---------- INPUT ROWS ----------
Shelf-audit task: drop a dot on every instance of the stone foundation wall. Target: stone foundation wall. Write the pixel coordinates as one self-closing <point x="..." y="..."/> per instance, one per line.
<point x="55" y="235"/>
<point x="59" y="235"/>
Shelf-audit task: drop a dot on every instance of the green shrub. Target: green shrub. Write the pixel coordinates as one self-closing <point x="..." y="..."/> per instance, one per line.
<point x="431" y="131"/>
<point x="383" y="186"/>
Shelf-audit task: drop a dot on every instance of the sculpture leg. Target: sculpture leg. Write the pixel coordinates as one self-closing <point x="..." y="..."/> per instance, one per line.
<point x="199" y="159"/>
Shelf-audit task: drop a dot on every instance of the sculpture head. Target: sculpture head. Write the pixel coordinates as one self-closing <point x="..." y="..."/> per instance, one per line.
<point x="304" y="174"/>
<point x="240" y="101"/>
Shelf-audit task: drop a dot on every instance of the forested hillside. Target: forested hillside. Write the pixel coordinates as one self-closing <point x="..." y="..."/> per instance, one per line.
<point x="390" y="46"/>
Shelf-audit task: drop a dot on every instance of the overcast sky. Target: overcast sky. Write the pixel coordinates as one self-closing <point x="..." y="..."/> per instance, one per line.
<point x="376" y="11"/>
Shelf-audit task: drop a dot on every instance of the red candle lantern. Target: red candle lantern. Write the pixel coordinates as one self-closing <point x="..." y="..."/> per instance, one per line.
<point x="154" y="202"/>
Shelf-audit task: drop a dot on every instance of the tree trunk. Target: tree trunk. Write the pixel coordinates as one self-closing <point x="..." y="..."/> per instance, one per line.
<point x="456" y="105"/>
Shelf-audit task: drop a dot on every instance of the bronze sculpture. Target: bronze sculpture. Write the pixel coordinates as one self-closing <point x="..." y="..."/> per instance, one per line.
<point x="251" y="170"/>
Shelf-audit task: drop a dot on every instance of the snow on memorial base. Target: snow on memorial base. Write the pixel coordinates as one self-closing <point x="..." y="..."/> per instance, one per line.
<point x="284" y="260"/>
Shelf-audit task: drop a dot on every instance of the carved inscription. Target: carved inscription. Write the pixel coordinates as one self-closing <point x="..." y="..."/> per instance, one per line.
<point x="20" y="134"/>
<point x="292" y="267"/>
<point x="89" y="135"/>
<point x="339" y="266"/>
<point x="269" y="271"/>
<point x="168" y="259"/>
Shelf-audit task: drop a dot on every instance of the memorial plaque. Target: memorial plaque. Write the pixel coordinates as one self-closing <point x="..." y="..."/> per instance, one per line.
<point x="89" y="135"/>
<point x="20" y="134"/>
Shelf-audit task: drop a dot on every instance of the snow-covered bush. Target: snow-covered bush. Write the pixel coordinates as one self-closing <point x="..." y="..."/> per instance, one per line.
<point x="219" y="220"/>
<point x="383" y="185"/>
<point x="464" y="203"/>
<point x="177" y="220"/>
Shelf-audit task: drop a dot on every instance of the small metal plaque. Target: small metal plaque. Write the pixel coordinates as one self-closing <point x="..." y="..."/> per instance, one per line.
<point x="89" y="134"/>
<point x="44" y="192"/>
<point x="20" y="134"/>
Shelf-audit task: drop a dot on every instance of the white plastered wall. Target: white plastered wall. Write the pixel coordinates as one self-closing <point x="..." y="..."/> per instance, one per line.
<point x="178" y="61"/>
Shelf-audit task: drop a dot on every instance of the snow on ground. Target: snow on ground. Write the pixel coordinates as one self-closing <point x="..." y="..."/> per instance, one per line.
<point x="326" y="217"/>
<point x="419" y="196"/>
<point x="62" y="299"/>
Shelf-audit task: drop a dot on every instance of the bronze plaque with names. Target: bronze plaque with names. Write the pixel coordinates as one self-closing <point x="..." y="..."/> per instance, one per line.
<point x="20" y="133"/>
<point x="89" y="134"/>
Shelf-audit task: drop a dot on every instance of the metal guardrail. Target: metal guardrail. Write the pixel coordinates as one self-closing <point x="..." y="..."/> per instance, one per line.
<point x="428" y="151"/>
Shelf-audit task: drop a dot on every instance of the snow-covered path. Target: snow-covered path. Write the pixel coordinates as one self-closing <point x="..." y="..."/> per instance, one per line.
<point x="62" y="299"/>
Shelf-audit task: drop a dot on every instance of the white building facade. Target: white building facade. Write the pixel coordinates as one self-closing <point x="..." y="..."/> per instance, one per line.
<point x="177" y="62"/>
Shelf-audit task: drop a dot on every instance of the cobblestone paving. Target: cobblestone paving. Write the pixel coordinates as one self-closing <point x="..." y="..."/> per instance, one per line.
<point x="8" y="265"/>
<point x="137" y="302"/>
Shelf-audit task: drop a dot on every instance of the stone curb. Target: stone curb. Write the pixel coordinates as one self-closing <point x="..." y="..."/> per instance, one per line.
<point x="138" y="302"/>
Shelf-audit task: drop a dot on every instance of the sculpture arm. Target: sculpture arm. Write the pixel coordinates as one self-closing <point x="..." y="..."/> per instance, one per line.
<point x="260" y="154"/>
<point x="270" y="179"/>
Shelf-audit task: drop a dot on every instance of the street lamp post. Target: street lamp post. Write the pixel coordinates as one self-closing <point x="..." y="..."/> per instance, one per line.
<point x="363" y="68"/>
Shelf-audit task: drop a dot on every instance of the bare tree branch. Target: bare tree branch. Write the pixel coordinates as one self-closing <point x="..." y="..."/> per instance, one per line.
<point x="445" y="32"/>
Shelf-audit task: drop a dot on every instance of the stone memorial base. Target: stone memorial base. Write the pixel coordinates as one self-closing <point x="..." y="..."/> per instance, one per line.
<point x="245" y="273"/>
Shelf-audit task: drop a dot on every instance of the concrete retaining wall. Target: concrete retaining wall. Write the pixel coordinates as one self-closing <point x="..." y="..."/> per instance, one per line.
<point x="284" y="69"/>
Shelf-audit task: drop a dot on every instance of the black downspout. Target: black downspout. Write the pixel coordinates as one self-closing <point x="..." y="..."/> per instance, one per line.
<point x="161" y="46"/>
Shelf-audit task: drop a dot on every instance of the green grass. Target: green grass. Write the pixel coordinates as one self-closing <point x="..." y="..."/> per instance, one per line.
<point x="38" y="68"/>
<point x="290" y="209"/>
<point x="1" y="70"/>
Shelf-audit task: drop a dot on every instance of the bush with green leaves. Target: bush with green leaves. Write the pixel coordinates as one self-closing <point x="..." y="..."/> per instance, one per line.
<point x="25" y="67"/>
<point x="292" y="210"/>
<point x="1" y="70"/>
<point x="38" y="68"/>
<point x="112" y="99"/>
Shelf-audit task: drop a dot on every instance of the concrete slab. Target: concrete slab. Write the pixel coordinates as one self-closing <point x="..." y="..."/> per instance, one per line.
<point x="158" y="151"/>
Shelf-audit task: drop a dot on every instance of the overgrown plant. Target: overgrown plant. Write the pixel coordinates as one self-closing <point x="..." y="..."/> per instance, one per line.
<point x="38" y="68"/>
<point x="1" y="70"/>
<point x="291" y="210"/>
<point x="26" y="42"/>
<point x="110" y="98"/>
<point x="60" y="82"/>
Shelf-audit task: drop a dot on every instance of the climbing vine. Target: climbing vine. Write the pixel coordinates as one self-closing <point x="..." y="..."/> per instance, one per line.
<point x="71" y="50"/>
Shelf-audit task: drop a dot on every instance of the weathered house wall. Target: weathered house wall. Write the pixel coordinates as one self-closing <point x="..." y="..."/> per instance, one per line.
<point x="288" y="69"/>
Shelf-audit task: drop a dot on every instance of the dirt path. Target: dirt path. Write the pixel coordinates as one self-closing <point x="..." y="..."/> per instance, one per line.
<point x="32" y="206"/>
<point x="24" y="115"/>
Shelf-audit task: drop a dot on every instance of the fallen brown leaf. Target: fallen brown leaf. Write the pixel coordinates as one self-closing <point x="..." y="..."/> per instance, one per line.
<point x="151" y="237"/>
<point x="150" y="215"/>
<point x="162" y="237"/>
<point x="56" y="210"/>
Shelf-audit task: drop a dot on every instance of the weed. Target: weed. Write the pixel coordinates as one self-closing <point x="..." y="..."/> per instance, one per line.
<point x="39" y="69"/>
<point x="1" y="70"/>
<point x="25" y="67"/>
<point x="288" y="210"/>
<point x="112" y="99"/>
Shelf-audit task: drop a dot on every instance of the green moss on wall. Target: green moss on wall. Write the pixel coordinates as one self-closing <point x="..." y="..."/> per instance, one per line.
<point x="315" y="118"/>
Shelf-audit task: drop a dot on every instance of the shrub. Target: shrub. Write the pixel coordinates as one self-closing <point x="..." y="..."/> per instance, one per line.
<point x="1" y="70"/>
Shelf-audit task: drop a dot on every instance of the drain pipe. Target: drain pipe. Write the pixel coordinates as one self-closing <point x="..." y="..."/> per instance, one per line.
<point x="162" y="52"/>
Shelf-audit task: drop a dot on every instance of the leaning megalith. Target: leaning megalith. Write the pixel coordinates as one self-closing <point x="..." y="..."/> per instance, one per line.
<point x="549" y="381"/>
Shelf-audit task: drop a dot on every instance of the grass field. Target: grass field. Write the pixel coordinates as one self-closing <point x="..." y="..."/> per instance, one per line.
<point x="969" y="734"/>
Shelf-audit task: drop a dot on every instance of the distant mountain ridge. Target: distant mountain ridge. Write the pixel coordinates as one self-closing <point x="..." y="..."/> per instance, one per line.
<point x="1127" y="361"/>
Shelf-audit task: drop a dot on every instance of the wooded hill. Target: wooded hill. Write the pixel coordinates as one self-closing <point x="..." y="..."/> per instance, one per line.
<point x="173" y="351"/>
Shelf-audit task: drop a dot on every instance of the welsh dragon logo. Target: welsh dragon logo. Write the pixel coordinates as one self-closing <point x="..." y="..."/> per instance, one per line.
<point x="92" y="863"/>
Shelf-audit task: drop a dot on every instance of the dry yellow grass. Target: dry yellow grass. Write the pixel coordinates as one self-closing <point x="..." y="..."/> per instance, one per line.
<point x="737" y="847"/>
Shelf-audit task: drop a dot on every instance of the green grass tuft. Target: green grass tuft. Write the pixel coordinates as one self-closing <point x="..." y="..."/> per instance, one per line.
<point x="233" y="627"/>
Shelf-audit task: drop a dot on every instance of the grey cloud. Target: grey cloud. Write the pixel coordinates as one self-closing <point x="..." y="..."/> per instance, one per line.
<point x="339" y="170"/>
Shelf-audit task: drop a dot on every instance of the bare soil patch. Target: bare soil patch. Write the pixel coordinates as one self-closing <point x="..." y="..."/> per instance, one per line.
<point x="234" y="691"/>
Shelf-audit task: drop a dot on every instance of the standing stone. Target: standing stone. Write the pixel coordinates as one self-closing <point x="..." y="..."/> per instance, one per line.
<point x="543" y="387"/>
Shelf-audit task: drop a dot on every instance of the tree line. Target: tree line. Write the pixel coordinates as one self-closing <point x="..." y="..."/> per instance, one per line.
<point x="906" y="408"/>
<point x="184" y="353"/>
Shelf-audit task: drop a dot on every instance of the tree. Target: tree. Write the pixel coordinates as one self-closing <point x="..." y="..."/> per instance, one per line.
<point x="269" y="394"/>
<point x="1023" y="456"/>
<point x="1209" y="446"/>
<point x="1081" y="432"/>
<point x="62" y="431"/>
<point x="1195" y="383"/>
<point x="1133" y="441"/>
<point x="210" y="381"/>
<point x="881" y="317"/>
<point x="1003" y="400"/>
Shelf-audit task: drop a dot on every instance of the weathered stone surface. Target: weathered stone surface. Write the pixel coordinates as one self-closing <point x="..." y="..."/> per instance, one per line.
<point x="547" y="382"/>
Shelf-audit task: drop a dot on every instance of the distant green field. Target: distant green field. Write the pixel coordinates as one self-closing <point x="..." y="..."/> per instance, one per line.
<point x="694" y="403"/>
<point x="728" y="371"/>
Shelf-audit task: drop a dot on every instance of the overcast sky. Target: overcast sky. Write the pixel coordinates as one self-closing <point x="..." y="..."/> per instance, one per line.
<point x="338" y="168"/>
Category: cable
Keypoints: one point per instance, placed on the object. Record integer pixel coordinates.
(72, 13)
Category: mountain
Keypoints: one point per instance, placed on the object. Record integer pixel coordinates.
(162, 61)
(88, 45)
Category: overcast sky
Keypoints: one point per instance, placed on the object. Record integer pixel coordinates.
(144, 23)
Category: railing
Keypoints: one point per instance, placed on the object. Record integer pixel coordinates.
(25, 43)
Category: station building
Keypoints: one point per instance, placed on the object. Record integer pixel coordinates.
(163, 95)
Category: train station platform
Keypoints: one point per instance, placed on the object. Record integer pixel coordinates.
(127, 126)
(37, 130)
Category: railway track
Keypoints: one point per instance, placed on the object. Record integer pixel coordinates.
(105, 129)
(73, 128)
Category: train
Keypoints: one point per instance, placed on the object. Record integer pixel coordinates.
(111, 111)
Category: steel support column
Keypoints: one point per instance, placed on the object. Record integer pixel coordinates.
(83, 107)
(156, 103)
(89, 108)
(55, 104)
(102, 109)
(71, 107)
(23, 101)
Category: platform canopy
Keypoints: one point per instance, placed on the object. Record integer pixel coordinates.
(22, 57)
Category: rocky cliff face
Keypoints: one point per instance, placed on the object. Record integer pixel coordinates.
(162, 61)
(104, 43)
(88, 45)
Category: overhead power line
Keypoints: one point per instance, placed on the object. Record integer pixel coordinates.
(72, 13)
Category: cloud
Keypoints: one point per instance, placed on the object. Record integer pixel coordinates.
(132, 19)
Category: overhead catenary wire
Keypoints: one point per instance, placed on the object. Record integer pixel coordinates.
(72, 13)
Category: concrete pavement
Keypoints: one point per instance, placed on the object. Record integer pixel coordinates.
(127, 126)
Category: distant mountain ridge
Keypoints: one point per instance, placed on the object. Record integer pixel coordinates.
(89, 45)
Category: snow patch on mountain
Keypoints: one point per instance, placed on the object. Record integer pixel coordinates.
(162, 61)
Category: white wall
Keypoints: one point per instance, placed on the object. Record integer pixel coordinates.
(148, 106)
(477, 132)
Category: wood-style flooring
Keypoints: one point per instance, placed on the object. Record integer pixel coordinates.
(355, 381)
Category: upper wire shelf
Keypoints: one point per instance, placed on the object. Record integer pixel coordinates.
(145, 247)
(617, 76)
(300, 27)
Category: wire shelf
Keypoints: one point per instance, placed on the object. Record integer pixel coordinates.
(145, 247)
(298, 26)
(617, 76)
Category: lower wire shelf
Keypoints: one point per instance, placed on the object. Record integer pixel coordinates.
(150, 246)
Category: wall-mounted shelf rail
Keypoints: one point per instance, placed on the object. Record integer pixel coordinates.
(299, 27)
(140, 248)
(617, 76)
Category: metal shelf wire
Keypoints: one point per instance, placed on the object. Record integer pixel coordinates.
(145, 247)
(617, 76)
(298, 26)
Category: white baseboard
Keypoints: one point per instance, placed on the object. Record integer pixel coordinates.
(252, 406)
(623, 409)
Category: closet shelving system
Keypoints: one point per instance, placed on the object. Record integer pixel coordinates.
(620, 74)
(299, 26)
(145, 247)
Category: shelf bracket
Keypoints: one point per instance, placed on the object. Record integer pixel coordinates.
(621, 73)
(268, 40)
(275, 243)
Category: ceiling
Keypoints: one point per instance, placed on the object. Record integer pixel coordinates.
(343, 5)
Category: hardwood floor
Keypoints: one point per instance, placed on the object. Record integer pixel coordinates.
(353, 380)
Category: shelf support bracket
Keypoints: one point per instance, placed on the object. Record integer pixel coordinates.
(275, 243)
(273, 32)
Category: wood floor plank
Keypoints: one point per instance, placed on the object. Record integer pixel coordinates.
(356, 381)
----------
> PROBLEM REQUIREMENTS
Reproduce, word for word, every line starting at the line that contains "Category: shelf bracket" and ending with the final line of the entries.

> THE RESPONSE
Category: shelf bracket
Keypoints: one point per instance, placed on the object. Record integer pixel coordinates.
(621, 73)
(268, 40)
(275, 243)
Category: ceiling
Keypoints: one point per instance, placed on the object. Record integer pixel coordinates.
(343, 5)
Category: hardwood floor
Keypoints: one point per instance, placed on the object. Record integer pixel coordinates.
(353, 380)
Category: shelf support bracket
Keypoints: one point per instance, placed on the object. Record integer pixel coordinates.
(275, 243)
(273, 32)
Category: wood floor plank
Keypoints: one point per instance, placed on the object. Record integer pixel coordinates.
(356, 381)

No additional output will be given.